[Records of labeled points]
★ ★ ★ ★ ★
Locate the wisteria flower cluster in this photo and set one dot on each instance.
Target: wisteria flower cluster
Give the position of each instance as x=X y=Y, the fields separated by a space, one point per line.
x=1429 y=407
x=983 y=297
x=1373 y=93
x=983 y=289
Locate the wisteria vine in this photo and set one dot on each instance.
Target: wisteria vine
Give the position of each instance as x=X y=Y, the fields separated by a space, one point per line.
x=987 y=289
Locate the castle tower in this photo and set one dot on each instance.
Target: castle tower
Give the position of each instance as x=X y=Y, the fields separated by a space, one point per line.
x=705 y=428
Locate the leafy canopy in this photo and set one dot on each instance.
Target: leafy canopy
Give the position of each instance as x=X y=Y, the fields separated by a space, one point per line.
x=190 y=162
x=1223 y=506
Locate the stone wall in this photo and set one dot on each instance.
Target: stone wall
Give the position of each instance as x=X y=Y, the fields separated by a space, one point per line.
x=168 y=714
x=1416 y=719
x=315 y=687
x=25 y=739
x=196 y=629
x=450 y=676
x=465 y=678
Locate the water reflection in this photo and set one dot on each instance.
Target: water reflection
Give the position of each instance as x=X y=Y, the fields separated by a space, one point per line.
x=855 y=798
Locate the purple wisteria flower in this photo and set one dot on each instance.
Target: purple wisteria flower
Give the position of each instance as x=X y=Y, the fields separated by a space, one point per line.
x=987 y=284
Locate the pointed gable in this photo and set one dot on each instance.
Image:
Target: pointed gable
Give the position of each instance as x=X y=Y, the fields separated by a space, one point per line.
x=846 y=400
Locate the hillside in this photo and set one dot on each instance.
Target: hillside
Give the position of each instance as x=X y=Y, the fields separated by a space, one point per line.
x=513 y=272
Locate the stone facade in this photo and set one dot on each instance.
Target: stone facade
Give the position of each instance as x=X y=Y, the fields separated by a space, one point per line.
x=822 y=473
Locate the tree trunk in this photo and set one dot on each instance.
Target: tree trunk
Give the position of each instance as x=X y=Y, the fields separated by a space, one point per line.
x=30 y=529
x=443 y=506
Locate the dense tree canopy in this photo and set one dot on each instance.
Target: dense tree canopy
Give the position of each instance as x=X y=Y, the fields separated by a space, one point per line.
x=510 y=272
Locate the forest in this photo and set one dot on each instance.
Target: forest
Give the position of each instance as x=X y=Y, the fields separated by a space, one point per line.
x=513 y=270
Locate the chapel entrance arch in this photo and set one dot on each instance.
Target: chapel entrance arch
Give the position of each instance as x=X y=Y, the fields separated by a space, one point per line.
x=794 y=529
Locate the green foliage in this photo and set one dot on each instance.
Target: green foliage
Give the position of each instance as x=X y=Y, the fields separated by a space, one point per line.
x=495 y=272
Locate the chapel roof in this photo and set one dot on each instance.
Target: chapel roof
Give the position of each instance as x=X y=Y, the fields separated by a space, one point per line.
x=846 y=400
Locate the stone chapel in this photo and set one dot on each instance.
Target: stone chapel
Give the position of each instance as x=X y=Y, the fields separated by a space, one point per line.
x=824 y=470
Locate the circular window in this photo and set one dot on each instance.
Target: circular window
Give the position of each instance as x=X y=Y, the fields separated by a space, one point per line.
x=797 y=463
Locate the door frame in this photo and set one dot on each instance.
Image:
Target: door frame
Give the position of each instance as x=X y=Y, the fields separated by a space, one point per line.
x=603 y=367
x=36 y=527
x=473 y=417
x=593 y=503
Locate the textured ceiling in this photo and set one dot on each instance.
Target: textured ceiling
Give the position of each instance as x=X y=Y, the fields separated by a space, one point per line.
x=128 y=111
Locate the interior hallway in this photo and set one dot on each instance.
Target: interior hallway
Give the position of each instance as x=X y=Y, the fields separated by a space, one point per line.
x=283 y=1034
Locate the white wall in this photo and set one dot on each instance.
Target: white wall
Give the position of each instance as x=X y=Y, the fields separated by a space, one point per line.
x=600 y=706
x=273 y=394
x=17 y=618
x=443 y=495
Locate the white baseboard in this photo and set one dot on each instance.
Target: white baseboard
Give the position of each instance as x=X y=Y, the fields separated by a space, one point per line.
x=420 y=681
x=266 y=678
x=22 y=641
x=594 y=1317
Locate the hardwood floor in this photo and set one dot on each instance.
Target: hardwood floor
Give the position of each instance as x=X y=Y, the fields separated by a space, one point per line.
★ ★ ★ ★ ★
> **What this task involves**:
Reproduce the entries word for word, beginning at the line that contains "Locate the dense" and ending after the line that contains "x=495 y=272".

> **Response to this task**:
Locate the dense tree canopy in this photo and set one dot on each instance.
Target: dense tree canopy
Give the position of each instance as x=X y=Y, the fields separated by a space, one point per line.
x=510 y=272
Locate the forest in this photo and set one dot on each instance.
Target: forest
Give the position of each instance as x=X y=Y, the fields separated by a space, one point per line.
x=513 y=270
Locate the chapel entrance arch in this photo and set one dot on each instance.
Target: chapel entrance arch
Give the position of each instance as x=X y=Y, the fields separated by a space, one point per line.
x=794 y=529
Locate the green foliage in this photo and set one dot on each instance.
Target: green foliage
Give the position of each instance as x=X y=Y, the fields separated by a space, one point per line.
x=495 y=272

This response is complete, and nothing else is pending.